20. In what way is the Church not one?
Historical differences, enmity, and bitterness have driven the followers of Jesus apart so that much of their Christian life is not shared with
one another. Moreover, people’s understanding of Jesus and the meaning of his life and teaching differs, and sometimes these differences prevent
Christians from coming together. As a result, while the Church is one, this unity cannot be seen in her life and it is not always accepted or
understood.
21. What is ecumenism?
It is the acceptance of the basic unity of the Church and the consequent effort to make this unity present and visible in the whole life of the
Church.
22. How do other religions fit in?
In Jesus, God came to humanity in the fullest possible way. However, he also speaks to people in other ways, and over the centuries people have responded to him under different circumstances. The great religions of the world express some of these different experiences human beings have had of God.
OFFICES IN THE CHURCH
23. What is the sacrament of holy orders?
It is the act by which the Church chooses and empowers certain individuals to carry out special functions for the building up of Jesus' Church by the power of the Holy Spirit. The major orders of the Church are deacon, priest and bishop.
24. What are the functions of those in holy orders?
The functions vary according to the office an ordained person holds. Generally, they have to do with teaching, administering the sacraments,
and governing the Church.
25. What kind of authority does the Church have?
There are two kinds of authority in the Church: the ordinary authority every society has to organize and direct its own affairs, and the
special authority given by Jesus to his disciples to teach and act in his name.
26. How does the Church exercise her ordinary authority?
In the usual way of enacting laws to regulate her internal affairs, to promote the good of all, and to fulfill the purposes of the Church.
27. How does she exercise the special authority given by Jesus?
Her teaching, worship, and healing are done in the name of Jesus, and his person and power are present to her when she acts under this authority.
28. Who in the Church exercises authority?
The Pope and the bishops exercise authority for the Church. Others, clergy and laity, can participate in the exercise of the Church's authority in different degrees.
29. Who is the Pope?
He is a visible sign of Jesus and the symbol of unity for the Church. Together with the bishops, and as their head, he is the universal teacher and governor of the Church.
30. Who are the bishops?
They are visible signs of Jesus in each locality and the symbol of unity for the Church there. Each diocesan bishop is the principal teacher and governor of the Church in that locality. Worldwide, all the bishops, together with the Pope, are the official witnesses to the faith of the whole Church and responsible for her life throughout the world.
31. What is an ecumenical council?
It is an assembly of the whole Church under the leadership of the Pope. In modern times it has been almost entirely made up of the bishops of
the Church.
32. What is infallibility?
It is a gift of the Holy Spirit by which the Church's faith is protected from error.

• _Given information_
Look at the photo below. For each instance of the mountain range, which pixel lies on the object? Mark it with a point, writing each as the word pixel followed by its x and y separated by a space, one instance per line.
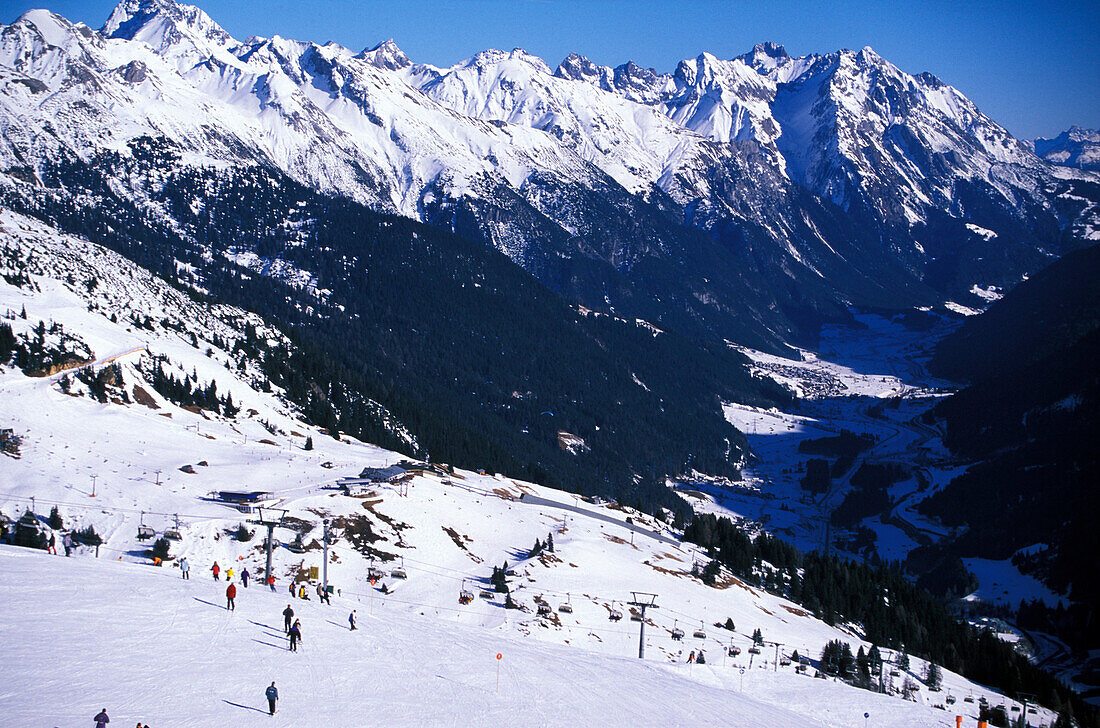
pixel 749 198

• _Work to complete_
- a) Edit the catechism text starting at "24. What are" and ending at "governing the Church.", with "governing" changed to "leading".
- b) Answer these questions from the catechism text.
(i) What are the major orders of the Church?
(ii) Under whose leadership is an ecumenical council held?
(iii) Besides being a visible sign of Jesus, what is the Pope said to be for the Church?
Answer from the catechism text only, not from the data.

• _Solved tasks_
- a)
24. What are the functions of those in holy orders?
The functions vary according to the office an ordained person holds. Generally, they have to do with teaching, administering the sacraments,
and leading the Church.

- b)
(i) Deacon, priest and bishop.
(ii) The Pope.
(iii) The symbol of unity for the Church.